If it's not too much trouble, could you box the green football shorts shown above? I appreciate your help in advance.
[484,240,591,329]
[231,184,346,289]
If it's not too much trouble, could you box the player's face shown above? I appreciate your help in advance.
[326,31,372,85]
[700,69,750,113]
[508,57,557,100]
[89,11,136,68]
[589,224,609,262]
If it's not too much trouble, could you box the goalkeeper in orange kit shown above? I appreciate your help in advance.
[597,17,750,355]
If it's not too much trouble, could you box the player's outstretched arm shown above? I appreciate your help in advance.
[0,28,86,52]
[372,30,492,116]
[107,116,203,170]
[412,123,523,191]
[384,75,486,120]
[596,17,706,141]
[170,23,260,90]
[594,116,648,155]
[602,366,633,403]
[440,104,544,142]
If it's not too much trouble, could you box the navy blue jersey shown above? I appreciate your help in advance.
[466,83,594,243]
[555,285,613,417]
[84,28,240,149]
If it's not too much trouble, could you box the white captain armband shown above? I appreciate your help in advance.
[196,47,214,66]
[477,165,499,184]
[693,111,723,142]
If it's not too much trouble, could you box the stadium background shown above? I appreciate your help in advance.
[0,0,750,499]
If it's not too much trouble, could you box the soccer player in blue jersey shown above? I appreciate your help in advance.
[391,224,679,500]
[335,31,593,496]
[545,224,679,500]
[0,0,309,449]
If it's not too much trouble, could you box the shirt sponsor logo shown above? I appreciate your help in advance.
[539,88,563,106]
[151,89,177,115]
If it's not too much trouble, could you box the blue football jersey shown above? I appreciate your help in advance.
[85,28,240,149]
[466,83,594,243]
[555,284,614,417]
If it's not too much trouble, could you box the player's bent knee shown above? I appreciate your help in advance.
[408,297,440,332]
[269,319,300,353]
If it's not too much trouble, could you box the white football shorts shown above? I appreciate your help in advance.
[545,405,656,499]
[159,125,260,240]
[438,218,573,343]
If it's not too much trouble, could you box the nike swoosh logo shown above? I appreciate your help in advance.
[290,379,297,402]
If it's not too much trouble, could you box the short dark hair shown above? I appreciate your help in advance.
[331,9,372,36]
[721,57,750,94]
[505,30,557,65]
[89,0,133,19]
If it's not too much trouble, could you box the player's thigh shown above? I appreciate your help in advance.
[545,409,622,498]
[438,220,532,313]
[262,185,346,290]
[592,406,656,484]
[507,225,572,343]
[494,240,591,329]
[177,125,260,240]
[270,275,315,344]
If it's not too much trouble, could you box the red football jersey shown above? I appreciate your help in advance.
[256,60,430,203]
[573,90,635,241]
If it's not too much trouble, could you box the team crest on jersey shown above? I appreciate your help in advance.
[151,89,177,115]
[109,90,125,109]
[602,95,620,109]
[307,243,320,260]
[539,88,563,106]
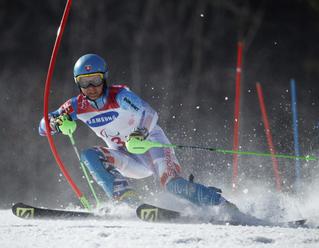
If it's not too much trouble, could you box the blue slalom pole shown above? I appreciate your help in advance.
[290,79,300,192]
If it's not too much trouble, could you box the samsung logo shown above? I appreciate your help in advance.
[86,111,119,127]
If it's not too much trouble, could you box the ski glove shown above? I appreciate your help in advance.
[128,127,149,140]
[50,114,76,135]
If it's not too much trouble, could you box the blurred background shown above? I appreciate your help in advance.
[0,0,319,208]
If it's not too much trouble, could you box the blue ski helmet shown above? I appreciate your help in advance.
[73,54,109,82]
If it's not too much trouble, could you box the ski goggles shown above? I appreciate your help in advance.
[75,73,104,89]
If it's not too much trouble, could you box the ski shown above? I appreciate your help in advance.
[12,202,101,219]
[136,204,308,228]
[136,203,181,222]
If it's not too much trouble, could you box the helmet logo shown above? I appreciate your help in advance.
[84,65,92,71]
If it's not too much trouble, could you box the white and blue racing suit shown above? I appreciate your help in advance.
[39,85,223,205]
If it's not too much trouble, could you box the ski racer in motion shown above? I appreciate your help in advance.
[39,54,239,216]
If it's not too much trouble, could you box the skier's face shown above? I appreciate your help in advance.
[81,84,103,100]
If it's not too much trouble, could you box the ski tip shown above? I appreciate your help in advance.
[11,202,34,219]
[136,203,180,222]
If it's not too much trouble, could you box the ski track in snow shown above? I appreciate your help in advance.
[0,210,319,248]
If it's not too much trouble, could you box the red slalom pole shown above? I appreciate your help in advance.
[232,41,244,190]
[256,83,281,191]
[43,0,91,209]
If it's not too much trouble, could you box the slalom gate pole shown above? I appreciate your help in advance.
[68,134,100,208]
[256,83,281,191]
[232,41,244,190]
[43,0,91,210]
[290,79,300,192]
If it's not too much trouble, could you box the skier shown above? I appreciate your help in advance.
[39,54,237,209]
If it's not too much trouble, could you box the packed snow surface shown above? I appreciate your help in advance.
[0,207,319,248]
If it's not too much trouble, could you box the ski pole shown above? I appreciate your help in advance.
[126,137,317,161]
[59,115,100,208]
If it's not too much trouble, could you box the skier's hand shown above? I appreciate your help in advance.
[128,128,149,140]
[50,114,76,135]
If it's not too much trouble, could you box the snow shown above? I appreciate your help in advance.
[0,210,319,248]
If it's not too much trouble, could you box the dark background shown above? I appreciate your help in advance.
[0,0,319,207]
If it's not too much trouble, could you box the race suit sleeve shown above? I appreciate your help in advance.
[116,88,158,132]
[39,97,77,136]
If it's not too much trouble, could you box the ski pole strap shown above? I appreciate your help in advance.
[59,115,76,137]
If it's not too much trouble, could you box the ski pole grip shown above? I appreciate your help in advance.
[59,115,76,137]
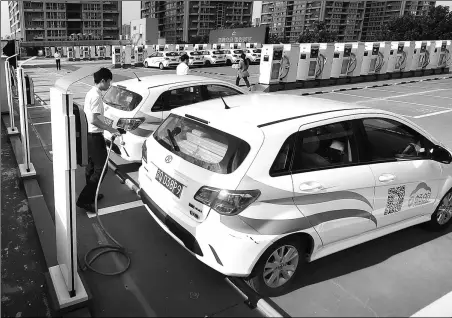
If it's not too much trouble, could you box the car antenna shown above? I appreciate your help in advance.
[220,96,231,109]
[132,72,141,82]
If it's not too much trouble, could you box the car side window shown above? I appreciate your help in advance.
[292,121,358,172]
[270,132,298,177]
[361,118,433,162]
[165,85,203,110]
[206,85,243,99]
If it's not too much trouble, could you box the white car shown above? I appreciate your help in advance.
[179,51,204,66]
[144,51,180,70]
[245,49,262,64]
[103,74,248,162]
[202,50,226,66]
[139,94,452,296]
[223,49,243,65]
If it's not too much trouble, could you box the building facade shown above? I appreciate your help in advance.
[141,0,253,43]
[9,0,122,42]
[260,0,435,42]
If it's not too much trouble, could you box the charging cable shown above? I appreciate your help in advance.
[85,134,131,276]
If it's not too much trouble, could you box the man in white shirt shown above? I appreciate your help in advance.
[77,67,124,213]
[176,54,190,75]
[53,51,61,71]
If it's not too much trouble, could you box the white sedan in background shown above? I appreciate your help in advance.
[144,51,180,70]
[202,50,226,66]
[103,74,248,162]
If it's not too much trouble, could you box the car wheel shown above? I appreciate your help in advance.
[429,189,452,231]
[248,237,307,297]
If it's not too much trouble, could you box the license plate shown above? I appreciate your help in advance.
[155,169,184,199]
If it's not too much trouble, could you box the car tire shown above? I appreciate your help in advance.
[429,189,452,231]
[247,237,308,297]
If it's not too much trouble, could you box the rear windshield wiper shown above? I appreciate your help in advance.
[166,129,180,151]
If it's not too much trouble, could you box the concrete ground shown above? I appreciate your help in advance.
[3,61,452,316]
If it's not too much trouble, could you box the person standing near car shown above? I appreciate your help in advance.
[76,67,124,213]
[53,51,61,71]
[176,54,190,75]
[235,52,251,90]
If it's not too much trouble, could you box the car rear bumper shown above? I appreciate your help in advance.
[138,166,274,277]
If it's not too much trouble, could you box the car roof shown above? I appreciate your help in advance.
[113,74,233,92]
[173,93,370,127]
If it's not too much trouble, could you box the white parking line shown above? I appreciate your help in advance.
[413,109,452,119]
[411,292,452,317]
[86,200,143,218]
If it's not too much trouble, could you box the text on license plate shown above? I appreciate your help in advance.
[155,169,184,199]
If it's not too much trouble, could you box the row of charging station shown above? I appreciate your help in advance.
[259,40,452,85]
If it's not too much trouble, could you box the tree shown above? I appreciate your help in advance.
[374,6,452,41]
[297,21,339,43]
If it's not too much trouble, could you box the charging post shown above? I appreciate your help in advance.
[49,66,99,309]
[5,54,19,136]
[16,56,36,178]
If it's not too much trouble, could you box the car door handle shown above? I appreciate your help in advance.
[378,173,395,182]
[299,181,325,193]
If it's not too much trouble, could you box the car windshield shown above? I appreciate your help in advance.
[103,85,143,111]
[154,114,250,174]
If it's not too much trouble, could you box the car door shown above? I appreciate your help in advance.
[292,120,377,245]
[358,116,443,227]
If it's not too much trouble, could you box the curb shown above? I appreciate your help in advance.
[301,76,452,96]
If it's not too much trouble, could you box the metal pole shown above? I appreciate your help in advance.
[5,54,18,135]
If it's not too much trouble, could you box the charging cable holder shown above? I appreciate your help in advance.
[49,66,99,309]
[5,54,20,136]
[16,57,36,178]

++++

• [Prompt]: Copy the items above word for word, starting at their first line and stopping after the line that contains "[0,0,750,499]".

• [Solution to this exercise]:
If it's not too much trouble, could you box the green football shorts shown above? I appreciate your help in advance.
[484,240,591,329]
[231,184,346,289]
If it's not too much trouble, could you box the player's face shown above? I appreciate your help in advance.
[326,31,372,85]
[700,69,750,113]
[508,57,557,100]
[89,11,136,68]
[589,224,609,262]
If it's not too much trouble, could you box the goalkeeper in orange kit shown above? I appreciate your help in advance.
[597,17,750,355]
If it's not too much trouble, could you box the player's outstretched arm shown above? I appreciate your help in advance.
[0,28,86,52]
[372,30,492,116]
[107,116,203,170]
[412,123,523,191]
[384,75,486,120]
[596,17,706,141]
[170,23,260,90]
[594,116,648,155]
[602,366,633,403]
[440,104,544,142]
If it's not too much trouble, could you box the navy blue jersey shown above? I appreciate your help in advance.
[466,83,594,243]
[555,285,613,417]
[84,28,240,149]
If it's not too much trouble, could you box the white captain armband shown above? I appreciate your help in advance.
[196,47,214,66]
[477,165,499,184]
[693,111,723,142]
If it's not too much trouble, could you box the stadium background shown above? I appreciate your help in advance.
[0,0,750,499]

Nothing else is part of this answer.